*Your assignment*: In the abstract on physical activity and irritable bowel syndrome below, how many patients were randomized?

Excerpt Start Marker

Am J Gastroenterol. 2011 Jan 4. [Epub ahead of print]

Johannesson E , Simrén M , Strid H , Bajor A , Sadik R .

Department of Internal Medicine, Institute of Medicine, Sahlgrenska Academy, University of Gothenburg, Gothenburg, Sweden.

OBJECTIVES: Physical activity has been shown to be effective in the treatment of conditions, such as fibromyalgia and depression. Although these conditions are associated with irritable bowel syndrome (IBS), no study has assessed the effect of physical activity on gastrointestinal (GI) symptoms in IBS. The aim was to study the effect of physical activity on symptoms in IBS.

METHODS: We randomized 102 patients to a physical activity group and a control group. Patients of the physical activity group were instructed by a physiotherapist to increase their physical activity, and those of the control group were instructed to maintain their lifestyle. The primary end point was to assess the change in the IBS Severity Scoring System (IBS-SSS).

RESULTS: A total of 38 (73.7% women, median age 38.5 (19-65) years) patients in the control group and 37 (75.7% women, median age 36 (18-65) years) patients in the physical activity group completed the study. There was a significant difference in the improvement in the IBS-SSS score between the physical activity group and the control group (-51 (-130 and 49) vs. -5 (-101 and 118), P=0.003). The proportion of patients with increased IBS symptom severity during the study was significantly larger in the control group than in the physical activity group.

Excerpt End Marker
Listed records Start Marker

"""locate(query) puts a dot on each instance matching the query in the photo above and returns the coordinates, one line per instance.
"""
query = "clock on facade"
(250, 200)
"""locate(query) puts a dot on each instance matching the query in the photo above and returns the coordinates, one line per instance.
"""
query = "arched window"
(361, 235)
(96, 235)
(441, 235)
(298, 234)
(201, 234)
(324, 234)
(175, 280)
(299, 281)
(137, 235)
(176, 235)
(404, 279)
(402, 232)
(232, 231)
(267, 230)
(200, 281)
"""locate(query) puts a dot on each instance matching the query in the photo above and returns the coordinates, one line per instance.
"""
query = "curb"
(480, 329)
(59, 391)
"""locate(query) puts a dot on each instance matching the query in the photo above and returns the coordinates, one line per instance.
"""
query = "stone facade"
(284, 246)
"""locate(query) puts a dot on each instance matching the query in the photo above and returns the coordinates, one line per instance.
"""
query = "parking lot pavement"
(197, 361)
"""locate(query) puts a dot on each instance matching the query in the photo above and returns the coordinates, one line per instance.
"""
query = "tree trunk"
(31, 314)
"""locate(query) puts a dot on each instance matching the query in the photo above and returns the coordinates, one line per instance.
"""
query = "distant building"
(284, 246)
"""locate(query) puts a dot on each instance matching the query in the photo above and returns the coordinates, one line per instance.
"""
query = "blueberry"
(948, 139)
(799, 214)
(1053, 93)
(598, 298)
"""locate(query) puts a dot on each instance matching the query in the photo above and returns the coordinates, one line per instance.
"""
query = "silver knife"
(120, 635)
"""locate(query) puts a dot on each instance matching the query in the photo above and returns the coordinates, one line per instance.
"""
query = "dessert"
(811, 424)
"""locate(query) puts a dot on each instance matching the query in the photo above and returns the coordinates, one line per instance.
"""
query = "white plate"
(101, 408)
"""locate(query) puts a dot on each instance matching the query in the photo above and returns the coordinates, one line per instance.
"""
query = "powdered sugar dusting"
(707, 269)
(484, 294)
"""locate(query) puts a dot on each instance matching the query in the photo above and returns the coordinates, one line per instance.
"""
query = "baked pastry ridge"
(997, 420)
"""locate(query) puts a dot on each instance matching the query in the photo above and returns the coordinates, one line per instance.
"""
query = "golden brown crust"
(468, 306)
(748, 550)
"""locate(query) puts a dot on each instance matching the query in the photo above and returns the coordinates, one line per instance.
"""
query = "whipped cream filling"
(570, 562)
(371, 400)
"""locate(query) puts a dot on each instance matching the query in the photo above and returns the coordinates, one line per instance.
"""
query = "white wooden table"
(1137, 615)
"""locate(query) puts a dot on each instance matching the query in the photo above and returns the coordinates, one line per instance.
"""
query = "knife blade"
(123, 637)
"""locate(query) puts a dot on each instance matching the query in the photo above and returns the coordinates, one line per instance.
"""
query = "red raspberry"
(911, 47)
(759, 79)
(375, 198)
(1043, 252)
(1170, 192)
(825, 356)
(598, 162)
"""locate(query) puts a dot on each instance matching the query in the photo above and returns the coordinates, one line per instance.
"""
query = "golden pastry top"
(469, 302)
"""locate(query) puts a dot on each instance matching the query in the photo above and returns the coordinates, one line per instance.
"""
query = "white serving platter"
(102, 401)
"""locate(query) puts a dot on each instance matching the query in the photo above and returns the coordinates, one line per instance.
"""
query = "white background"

Listed records End Marker

*Output of the exercise*: 102 patients